A three-judge panel for the 9th U.S. Circuit Court of Appeals in San Francisco dismissed an appeal of a lawsuit jointly brought by Luvdarts, a company that creates digital greeting cards and other content for delivery on MMS networks. The suit claimed the top four U.S. wireless carriers -- Verizon Wireless, AT&T, Sprint Nextel and T-Mobile USA -- were liable when their customers forwarded Luvdarts-created content in violation of the company’s copyright. The court affirmed U.S. District Judge Dean Pregerson’s decision to dismiss the lawsuit when it came before his court in Los Angeles. Luvdarts failed to prove “that the Carriers had the necessary specific knowledge of infringement” and failed to prove “that the Carriers had the necessary right and ability to supervise the infringing content,” Judge Diarmuid O'Scannlain said in the panel’s opinion (http://1.usa.gov/108NECw).
Public interest groups are planning an expanded push to raise questions about the possible nomination of Tom Wheeler as the next chairman of the FCC, interest group sources confirmed Tuesday. The groups will cite concerns about Wheeler’s ties to industry given his record as president of both CTIA and NCTA (CD March 26 p1).
House Commerce Committee members said they plan a hearing to examine the FCC’s Lifeline program on April 25, according to a letter sent Tuesday. The letter, sent to FCC Chairman Julius Genachowski, asked whether the USF program should be frozen until additional reforms can be implemented to reduce waste and abuse in the program. The letter also asked whether the FCC should reconsider providing waivers for carriers to receive funding “even if they deploy no facilities of their own,” and if the Lifeline program should be put on a budget or capped. The letter was signed by Commerce Committee Chairman Fred Upton, R-Mich.; Communications Subcommittee Chairman Greg Walden, R-Ore.; Joe Barton, R-Texas; Bob Latta, R-Ohio; Marsha Blackburn, R-Tenn.; and Tim Murphy, R-Pa. Witnesses for the hearing were not announced.

= = = = = = =

- **WHAT IS NEEDED**
Extend the telecom policy news briefs beyond their last sentence, in the same reporting style.

[Stored data entries]
= = = = = = =

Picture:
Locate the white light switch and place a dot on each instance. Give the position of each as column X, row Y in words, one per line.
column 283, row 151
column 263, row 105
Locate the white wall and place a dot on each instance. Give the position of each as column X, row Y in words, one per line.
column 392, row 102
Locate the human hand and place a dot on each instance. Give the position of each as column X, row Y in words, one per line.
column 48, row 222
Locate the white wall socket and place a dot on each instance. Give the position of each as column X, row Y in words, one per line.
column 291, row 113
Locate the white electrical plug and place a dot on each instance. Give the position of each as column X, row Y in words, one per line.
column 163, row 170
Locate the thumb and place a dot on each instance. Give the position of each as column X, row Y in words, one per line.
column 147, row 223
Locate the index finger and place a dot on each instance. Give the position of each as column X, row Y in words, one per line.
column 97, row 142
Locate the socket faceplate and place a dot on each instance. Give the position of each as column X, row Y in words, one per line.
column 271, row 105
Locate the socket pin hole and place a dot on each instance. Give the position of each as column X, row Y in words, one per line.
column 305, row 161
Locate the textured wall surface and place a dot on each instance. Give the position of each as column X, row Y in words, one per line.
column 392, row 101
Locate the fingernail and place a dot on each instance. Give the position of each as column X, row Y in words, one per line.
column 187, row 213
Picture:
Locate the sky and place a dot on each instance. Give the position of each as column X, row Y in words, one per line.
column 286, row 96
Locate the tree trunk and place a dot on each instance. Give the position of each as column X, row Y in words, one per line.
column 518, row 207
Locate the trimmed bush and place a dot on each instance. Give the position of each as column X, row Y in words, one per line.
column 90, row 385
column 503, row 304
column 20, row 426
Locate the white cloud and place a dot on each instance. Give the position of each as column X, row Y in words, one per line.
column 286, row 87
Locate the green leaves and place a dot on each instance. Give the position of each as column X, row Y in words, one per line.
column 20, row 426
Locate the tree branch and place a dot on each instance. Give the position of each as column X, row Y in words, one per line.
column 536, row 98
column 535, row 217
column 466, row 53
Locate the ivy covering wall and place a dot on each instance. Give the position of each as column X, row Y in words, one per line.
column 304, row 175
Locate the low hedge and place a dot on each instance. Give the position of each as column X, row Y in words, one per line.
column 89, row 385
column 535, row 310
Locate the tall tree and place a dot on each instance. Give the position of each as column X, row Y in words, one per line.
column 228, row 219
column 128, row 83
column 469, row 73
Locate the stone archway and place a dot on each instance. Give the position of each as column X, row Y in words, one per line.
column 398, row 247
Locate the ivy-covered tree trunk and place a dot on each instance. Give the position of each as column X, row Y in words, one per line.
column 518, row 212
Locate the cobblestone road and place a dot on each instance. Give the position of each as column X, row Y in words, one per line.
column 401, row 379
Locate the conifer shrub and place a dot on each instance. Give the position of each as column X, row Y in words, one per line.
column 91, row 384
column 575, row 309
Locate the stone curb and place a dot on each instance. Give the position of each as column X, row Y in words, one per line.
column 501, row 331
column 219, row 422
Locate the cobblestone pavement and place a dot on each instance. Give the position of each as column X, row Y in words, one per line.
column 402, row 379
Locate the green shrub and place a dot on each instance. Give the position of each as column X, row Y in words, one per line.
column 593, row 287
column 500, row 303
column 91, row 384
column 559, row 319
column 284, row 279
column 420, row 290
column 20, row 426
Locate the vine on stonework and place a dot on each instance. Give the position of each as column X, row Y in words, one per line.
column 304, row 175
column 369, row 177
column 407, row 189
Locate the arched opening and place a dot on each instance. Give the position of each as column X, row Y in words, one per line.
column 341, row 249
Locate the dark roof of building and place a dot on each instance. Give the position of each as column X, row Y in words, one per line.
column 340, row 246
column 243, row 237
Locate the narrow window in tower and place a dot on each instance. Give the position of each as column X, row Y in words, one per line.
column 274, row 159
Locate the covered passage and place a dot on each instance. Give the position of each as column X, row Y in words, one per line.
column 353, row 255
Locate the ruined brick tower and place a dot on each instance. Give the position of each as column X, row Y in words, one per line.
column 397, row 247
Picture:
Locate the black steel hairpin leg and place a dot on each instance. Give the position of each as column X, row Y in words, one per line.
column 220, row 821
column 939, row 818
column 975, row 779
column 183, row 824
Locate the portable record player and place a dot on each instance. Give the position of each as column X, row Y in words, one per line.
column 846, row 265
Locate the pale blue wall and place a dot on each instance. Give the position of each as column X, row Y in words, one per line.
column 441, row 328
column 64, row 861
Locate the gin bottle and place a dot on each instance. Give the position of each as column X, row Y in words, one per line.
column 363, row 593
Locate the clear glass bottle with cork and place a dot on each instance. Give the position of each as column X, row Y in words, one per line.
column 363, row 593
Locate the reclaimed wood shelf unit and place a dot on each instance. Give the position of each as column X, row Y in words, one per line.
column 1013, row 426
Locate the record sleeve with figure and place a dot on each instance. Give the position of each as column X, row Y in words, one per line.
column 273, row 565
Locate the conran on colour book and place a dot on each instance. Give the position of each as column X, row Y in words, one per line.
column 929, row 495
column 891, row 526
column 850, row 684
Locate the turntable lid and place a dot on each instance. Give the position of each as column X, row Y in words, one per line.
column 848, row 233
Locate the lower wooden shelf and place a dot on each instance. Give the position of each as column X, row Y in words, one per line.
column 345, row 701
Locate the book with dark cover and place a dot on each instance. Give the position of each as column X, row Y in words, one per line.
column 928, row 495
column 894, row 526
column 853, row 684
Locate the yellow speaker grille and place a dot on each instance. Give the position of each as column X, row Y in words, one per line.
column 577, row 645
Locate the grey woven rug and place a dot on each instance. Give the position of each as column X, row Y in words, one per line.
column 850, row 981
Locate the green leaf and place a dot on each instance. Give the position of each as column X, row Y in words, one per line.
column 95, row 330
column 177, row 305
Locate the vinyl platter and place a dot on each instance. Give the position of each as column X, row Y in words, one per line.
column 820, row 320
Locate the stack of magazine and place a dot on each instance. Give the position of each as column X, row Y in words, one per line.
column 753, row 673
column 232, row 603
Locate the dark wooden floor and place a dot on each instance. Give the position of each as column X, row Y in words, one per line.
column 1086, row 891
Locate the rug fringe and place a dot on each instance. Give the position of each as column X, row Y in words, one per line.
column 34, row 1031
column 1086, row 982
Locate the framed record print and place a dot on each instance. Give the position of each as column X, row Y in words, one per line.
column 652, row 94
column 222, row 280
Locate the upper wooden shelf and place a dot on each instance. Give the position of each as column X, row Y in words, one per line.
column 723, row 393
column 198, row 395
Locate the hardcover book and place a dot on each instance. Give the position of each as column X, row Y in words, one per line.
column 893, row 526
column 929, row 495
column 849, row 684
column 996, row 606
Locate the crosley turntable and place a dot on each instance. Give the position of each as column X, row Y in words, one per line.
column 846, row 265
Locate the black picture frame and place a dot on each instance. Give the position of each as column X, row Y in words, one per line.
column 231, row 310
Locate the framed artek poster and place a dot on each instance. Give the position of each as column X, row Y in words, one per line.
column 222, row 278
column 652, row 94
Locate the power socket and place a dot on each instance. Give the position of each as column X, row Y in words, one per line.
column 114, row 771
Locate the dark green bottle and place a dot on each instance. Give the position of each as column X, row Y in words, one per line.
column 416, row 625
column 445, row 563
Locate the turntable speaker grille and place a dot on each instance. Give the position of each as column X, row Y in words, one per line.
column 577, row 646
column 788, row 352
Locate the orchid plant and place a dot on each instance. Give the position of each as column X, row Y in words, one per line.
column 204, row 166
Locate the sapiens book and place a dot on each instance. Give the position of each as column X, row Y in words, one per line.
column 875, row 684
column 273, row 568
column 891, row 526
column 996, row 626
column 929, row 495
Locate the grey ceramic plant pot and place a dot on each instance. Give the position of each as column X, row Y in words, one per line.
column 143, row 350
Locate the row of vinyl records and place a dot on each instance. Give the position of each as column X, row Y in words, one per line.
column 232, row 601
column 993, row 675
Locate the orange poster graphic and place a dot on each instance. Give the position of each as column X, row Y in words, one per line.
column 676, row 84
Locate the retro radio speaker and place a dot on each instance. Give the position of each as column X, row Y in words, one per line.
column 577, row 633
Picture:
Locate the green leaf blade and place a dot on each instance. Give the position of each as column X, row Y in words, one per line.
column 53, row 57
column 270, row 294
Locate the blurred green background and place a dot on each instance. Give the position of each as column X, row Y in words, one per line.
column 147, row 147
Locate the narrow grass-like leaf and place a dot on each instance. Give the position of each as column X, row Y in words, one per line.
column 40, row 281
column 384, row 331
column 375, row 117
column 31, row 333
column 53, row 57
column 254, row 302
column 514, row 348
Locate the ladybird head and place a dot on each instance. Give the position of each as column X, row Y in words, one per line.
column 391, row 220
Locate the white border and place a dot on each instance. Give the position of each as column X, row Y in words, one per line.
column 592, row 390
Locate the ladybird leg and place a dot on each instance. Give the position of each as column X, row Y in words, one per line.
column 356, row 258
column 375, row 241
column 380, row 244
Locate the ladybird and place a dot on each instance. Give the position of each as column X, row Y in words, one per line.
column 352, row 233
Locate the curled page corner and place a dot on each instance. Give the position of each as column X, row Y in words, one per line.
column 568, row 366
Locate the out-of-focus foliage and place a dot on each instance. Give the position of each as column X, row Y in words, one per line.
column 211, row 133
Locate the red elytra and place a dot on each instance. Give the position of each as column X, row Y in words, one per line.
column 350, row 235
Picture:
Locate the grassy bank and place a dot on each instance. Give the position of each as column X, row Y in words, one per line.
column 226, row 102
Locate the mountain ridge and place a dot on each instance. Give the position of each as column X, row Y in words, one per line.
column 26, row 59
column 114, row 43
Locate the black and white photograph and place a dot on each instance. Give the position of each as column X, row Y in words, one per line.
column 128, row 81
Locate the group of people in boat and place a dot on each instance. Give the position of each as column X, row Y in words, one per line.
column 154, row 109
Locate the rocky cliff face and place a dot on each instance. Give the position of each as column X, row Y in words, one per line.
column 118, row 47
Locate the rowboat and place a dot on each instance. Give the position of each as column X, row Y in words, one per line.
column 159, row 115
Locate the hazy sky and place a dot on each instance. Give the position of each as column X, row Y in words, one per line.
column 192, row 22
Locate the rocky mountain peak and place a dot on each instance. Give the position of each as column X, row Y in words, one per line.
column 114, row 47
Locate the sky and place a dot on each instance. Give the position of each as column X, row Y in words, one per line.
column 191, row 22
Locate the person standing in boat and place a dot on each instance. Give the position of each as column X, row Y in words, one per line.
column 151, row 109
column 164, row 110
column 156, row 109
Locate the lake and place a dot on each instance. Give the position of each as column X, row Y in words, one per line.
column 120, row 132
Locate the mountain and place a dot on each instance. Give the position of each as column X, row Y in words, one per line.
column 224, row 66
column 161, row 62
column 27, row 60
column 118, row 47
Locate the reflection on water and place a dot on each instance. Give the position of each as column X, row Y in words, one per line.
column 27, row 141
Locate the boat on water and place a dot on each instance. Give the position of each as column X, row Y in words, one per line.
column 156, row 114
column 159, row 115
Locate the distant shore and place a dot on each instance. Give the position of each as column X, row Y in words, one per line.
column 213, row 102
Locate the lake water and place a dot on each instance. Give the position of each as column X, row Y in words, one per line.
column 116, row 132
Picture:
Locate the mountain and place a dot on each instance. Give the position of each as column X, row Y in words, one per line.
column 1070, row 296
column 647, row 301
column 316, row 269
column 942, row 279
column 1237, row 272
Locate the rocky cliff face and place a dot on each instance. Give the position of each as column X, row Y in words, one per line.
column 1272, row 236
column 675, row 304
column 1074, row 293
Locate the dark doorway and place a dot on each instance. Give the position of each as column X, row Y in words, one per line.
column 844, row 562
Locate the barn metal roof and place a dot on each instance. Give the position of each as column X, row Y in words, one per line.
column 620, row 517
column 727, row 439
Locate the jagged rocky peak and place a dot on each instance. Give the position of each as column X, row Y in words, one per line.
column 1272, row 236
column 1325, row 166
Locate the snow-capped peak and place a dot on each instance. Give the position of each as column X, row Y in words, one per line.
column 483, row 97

= = = = = = =

- **SOLVED EXERCISE**
Like President Calvin Coolidge, the next chairman of the FCC should “more highly value restraint over regulatory action,” former Commissioner Deborah Taylor Tate said in a Free State Foundation piece Tuesday (http://bit.ly/ZVfswC). Tate said the commission should “return to a time when individual commissioners could bring an item before the body for a vote in order to eliminate outdated or unnecessary regulations or rules more efficiently.” She applauded Commissioner Ajit Pai for proposing internal shot clocks and a “dashboard” to give the agency more transparency (CD Feb 22 p6). The FCC should show regulatory restraint in the still-pending Title II proceeding, the addition of extraneous “voluntary conditions” to mergers, and the imposition of overly restrictive rules for spectrum auctions, Tate said. The Title II proceeding looked at reclassifying broadband as a Title II common carrier service, which could subject it to more FCC regulations. “The FCC should be doing everything possible to enable innovation, entrepreneurship, investment, and job creation by removing unnecessary regulatory barriers and refraining from instituting new obstructions to this impressive progress,” she said. “The FCC should remember that every action -- every regulation -- has a cost, which is usually passed on to the consumer."